The full listing is to be returned exactly as given, but without pictures.

(Provided material)

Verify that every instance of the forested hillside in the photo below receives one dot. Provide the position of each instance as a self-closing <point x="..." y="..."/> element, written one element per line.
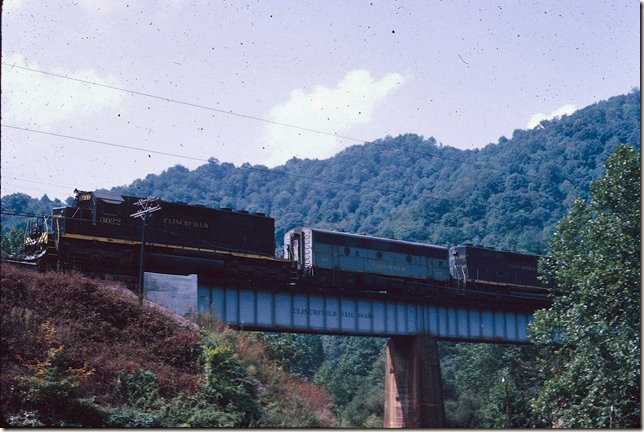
<point x="510" y="194"/>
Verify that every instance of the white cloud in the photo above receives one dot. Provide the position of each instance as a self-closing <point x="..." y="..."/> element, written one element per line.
<point x="539" y="117"/>
<point x="38" y="99"/>
<point x="332" y="110"/>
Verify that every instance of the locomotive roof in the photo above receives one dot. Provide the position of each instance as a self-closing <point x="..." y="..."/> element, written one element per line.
<point x="383" y="239"/>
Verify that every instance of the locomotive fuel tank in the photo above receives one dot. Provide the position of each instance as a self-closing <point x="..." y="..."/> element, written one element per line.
<point x="477" y="264"/>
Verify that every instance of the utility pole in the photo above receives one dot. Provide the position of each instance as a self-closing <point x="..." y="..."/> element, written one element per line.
<point x="507" y="401"/>
<point x="148" y="205"/>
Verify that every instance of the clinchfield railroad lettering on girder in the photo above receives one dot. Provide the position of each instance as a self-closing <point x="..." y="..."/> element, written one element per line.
<point x="324" y="312"/>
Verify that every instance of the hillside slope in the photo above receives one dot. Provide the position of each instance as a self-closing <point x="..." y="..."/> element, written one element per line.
<point x="80" y="352"/>
<point x="507" y="195"/>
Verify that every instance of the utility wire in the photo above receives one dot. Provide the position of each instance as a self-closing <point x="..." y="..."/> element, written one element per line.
<point x="320" y="179"/>
<point x="194" y="105"/>
<point x="232" y="113"/>
<point x="38" y="182"/>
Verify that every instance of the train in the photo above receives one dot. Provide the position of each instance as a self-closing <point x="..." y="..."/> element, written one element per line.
<point x="98" y="233"/>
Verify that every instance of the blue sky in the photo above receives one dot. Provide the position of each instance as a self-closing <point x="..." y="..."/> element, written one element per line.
<point x="465" y="73"/>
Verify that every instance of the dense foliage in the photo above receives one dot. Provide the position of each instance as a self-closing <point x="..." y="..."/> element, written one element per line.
<point x="510" y="194"/>
<point x="594" y="327"/>
<point x="77" y="352"/>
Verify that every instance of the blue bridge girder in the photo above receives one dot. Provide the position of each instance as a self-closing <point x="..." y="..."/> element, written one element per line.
<point x="285" y="310"/>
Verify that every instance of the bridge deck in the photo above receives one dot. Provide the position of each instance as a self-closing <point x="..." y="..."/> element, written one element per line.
<point x="290" y="311"/>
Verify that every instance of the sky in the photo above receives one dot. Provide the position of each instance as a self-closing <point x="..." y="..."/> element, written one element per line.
<point x="86" y="81"/>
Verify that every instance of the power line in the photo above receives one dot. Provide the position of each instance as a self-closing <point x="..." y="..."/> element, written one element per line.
<point x="354" y="185"/>
<point x="38" y="182"/>
<point x="232" y="113"/>
<point x="194" y="105"/>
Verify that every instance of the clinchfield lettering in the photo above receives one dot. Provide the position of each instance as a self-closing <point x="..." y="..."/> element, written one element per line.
<point x="301" y="311"/>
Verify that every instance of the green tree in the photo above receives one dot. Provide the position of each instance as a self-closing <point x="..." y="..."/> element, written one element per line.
<point x="12" y="241"/>
<point x="593" y="327"/>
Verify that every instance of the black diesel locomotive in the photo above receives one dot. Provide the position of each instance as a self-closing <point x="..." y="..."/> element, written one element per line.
<point x="97" y="233"/>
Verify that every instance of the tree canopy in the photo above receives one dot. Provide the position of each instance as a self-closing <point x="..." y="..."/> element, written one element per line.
<point x="594" y="324"/>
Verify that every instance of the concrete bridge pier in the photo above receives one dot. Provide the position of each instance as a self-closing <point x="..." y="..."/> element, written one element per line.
<point x="413" y="389"/>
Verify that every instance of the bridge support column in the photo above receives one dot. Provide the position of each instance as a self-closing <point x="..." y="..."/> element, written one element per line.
<point x="413" y="390"/>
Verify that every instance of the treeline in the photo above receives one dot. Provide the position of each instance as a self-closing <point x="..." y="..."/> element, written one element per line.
<point x="511" y="194"/>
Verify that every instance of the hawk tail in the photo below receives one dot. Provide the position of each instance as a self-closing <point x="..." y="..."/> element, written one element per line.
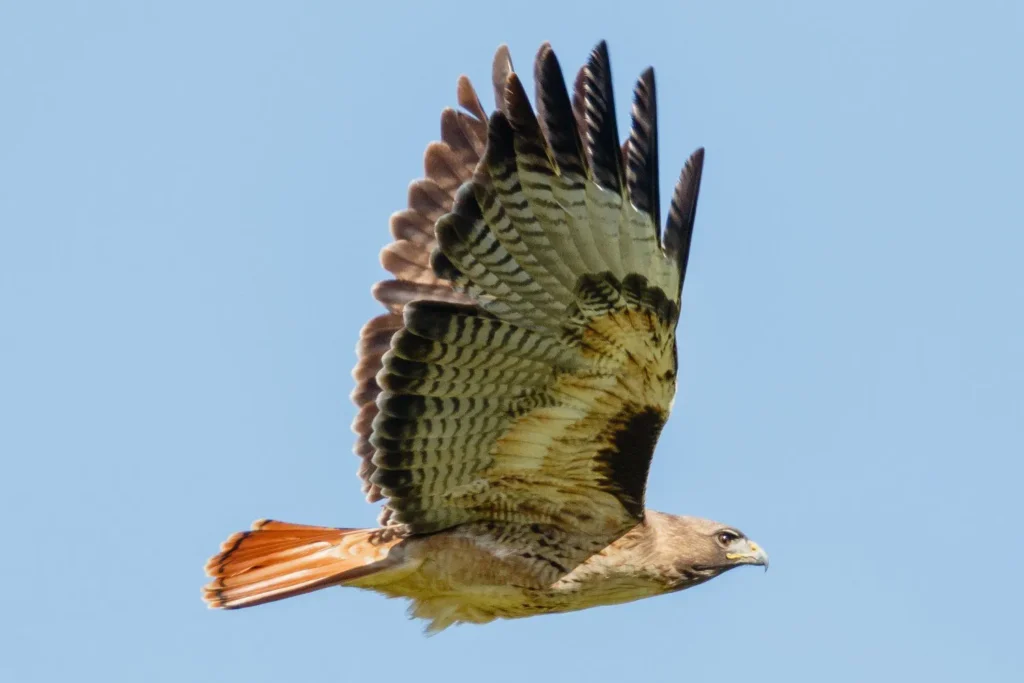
<point x="278" y="560"/>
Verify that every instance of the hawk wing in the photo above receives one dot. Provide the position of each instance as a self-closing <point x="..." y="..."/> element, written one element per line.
<point x="528" y="361"/>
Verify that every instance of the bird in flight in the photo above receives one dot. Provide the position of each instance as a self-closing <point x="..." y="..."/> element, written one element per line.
<point x="511" y="397"/>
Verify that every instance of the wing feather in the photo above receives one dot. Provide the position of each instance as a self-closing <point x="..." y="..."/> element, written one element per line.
<point x="527" y="361"/>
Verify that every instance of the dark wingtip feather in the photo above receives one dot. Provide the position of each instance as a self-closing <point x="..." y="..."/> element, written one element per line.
<point x="602" y="130"/>
<point x="679" y="229"/>
<point x="554" y="111"/>
<point x="641" y="158"/>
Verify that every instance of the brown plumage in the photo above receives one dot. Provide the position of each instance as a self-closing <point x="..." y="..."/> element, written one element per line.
<point x="511" y="397"/>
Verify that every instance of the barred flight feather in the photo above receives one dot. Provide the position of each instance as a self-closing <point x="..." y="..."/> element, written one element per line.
<point x="527" y="361"/>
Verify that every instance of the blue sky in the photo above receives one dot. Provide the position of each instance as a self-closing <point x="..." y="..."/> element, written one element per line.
<point x="193" y="197"/>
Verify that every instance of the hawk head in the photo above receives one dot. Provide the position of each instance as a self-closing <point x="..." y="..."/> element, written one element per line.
<point x="701" y="549"/>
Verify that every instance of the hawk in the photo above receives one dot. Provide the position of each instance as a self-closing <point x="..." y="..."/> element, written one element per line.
<point x="511" y="397"/>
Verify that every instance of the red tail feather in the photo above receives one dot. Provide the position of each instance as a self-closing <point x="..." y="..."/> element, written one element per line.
<point x="278" y="560"/>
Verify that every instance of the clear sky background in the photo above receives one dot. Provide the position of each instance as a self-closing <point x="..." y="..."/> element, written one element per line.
<point x="193" y="197"/>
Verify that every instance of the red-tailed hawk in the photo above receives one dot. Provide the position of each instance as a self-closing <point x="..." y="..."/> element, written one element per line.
<point x="511" y="397"/>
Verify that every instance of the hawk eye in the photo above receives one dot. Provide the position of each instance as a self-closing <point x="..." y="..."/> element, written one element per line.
<point x="725" y="538"/>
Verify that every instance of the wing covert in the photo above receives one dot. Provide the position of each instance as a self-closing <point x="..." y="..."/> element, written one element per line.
<point x="527" y="364"/>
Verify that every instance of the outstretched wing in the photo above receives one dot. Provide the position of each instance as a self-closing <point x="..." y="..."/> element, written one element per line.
<point x="530" y="386"/>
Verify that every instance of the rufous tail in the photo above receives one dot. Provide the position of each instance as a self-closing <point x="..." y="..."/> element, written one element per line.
<point x="276" y="560"/>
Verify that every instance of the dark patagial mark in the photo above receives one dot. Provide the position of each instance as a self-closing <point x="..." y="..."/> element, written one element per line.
<point x="626" y="462"/>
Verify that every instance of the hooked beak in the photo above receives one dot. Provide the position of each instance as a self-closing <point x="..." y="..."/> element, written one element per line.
<point x="748" y="552"/>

(End Provided material)

### Response for this exercise
Verify that every instance of the forested hillside in the photo below receives one dot. Provide the position of each instance as a self-closing <point x="..." y="..."/> element, written one element per line.
<point x="510" y="194"/>
Verify that every instance of the white cloud in the photo above receives one dot. Provide the position of each instance as a self-closing <point x="..." y="..."/> element, written one element per line.
<point x="539" y="117"/>
<point x="38" y="99"/>
<point x="332" y="110"/>
Verify that every instance of the locomotive roof in the photo above receives one dot. Provide the position of each instance as a self-closing <point x="..." y="..."/> element, written one element per line.
<point x="383" y="239"/>
Verify that every instance of the locomotive fuel tank in the photo above receives one dot. Provide the position of each instance as a self-closing <point x="..." y="..."/> element, written one element per line.
<point x="477" y="264"/>
Verify that every instance of the utility pole in the photo above receives one dot. Provide the position of each instance as a self-closing <point x="..." y="..."/> element, written one element per line.
<point x="507" y="401"/>
<point x="148" y="205"/>
Verify that every instance of the clinchfield railroad lettering on girder in the photo above receives one dot. Provide the position of each instance as a self-closing <point x="..." y="..."/> element, written one element per line.
<point x="324" y="312"/>
Verify that every instance of the hillside slope in the photo above receives one dot. Provide the position of each instance as a self-closing <point x="..." y="..."/> element, written one element per line.
<point x="80" y="352"/>
<point x="507" y="195"/>
Verify that every instance of the utility wire in the photo above receives one dot. Provide the position of each instance as a self-closing <point x="..." y="..."/> element, written one element per line.
<point x="320" y="179"/>
<point x="194" y="105"/>
<point x="232" y="113"/>
<point x="38" y="182"/>
Verify that every instance of the train in the photo above receives one dot. Provide the position of each instance as a self-closing <point x="..." y="..."/> element, written one element per line.
<point x="98" y="233"/>
Verify that every instance of the blue sky in the photo above receives one dot. Provide the position of each instance as a self-closing <point x="..." y="..."/> element, written one element per line.
<point x="465" y="73"/>
Verify that every instance of the dense foliage in the photo above receives one dot. Provide the position of each instance as a self-closing <point x="..." y="..."/> element, written one element per line.
<point x="510" y="194"/>
<point x="594" y="327"/>
<point x="77" y="352"/>
Verify that every instance of the blue bridge girder in the photo above receives one dot. Provide the position of each instance as a self-closing <point x="..." y="..."/> element, written one element per line.
<point x="285" y="310"/>
Verify that every instance of the bridge deck in the photo above receives one dot. Provide the position of each instance as a self-closing <point x="..." y="..."/> element, written one element per line.
<point x="290" y="311"/>
Verify that every instance of the sky in the photo above receives one dot. Provide the position of each instance as a self-closing <point x="..." y="..."/> element, written one element per line.
<point x="86" y="81"/>
Verify that every instance of the power line in the photo above receives one dot. Provide the position of each instance as a self-closing <point x="..." y="..."/> element, written one element per line.
<point x="354" y="185"/>
<point x="38" y="182"/>
<point x="232" y="113"/>
<point x="194" y="105"/>
Verify that every instance of the clinchfield lettering in the photo above receives one dot. Provide the position of each instance as a self-closing <point x="..." y="..."/> element, written one element per line.
<point x="301" y="311"/>
Verify that every instance of the green tree in the photo above receives one dot. Provide the position of each instance as a self-closing <point x="..." y="..."/> element, written one element per line.
<point x="12" y="241"/>
<point x="593" y="327"/>
Verify that every instance of the black diesel locomotive in the photo above receives one dot. Provide the position of each instance as a self-closing <point x="..." y="..."/> element, written one element per line.
<point x="97" y="233"/>
Verify that every instance of the tree canopy in the photo above receives one dot. Provide the position of each instance as a self-closing <point x="..." y="..."/> element, written one element per line.
<point x="594" y="324"/>
Verify that every instance of the concrete bridge pier in the photo above receives one dot. Provide the position of each instance as a self-closing <point x="..." y="..."/> element, written one element per line.
<point x="413" y="389"/>
Verify that every instance of the bridge support column in the photo above receives one dot. Provide the position of each instance as a self-closing <point x="..." y="..."/> element, written one element per line.
<point x="413" y="390"/>
Verify that every instance of the treeline in the photo above receives one dot. Provide the position of each instance as a self-closing <point x="..." y="..."/> element, written one element per line.
<point x="511" y="194"/>
Verify that every instance of the hawk tail in the photo below receives one dot. Provide the position of each instance as a self-closing <point x="..." y="..."/> element, written one element per line.
<point x="278" y="560"/>
Verify that every instance of the hawk wing in the photo above receives one dot. Provide the position of each instance as a self-closing <point x="..." y="..."/> element, written one element per line.
<point x="528" y="361"/>
Verify that every instance of the bird in flight in the photo above receives one dot. Provide the position of each instance as a self-closing <point x="..." y="..."/> element, written one element per line.
<point x="511" y="397"/>
Verify that every instance of the wing feather in the photo above receives one dot. Provide the position of each instance as a self-closing <point x="..." y="..."/> element, written one element per line.
<point x="527" y="361"/>
Verify that every instance of the dark wingtip feather in the photo above receives one dot. Provide the position of each instance as a self-closing <point x="..." y="..."/> element, written one element per line.
<point x="602" y="130"/>
<point x="679" y="229"/>
<point x="554" y="111"/>
<point x="641" y="158"/>
Verify that every instance of the brown plumage in the photo above receives one dot. Provide the position of each instance as a self-closing <point x="..." y="..."/> element, written one element per line.
<point x="511" y="397"/>
Verify that every instance of the barred flight feather in the photo above receives one dot. Provide the position of each instance as a self-closing <point x="..." y="..."/> element, written one element per line.
<point x="527" y="361"/>
Verify that every instance of the blue sky in the photo above receives one dot. Provide the position of each instance as a self-closing <point x="..." y="..."/> element, written one element per line.
<point x="193" y="197"/>
Verify that every instance of the hawk head in the photo above receives one dot. Provide the position of each instance as a self-closing <point x="..." y="..."/> element, written one element per line.
<point x="701" y="549"/>
Verify that every instance of the hawk in the photo above receives one dot. Provide the position of each instance as a self-closing <point x="..." y="..."/> element, written one element per line.
<point x="511" y="397"/>
Verify that every instance of the red tail feather in the photo above receives one dot. Provide the position of each instance as a self-closing <point x="..." y="..."/> element, written one element per line.
<point x="278" y="560"/>
Verify that every instance of the clear sky background in the photo above receives one dot. Provide the position of each instance as a self-closing <point x="..." y="..."/> element, written one element per line.
<point x="193" y="197"/>
Verify that every instance of the red-tailed hawk in the photo above receives one dot. Provide the position of each instance as a self-closing <point x="..." y="..."/> element, written one element per line.
<point x="511" y="397"/>
Verify that every instance of the hawk eye in the photo above receives one dot. Provide the position of each instance as a self-closing <point x="..." y="..."/> element, written one element per line.
<point x="725" y="538"/>
Verify that every instance of the wing covert in the photo above receives one dot. Provide the position of each instance as a self-closing <point x="..." y="..."/> element, written one element per line.
<point x="527" y="364"/>
Verify that every instance of the outstretched wing in the photo above receives one dot. Provide the position of each instance as a self-closing <point x="..." y="..."/> element, written one element per line.
<point x="530" y="386"/>
Verify that every instance of the rufous tail in the photo above receives one dot. Provide the position of each instance as a self-closing <point x="..." y="..."/> element, written one element per line.
<point x="276" y="560"/>
Verify that every instance of the dark patagial mark in the photo above receives one dot. Provide the position of each instance as a self-closing <point x="..." y="..."/> element, written one element per line.
<point x="626" y="462"/>
Verify that every instance of the hooked beak in the photo above receives one dot. Provide the position of each instance as a self-closing <point x="..." y="..."/> element, written one element per line.
<point x="748" y="552"/>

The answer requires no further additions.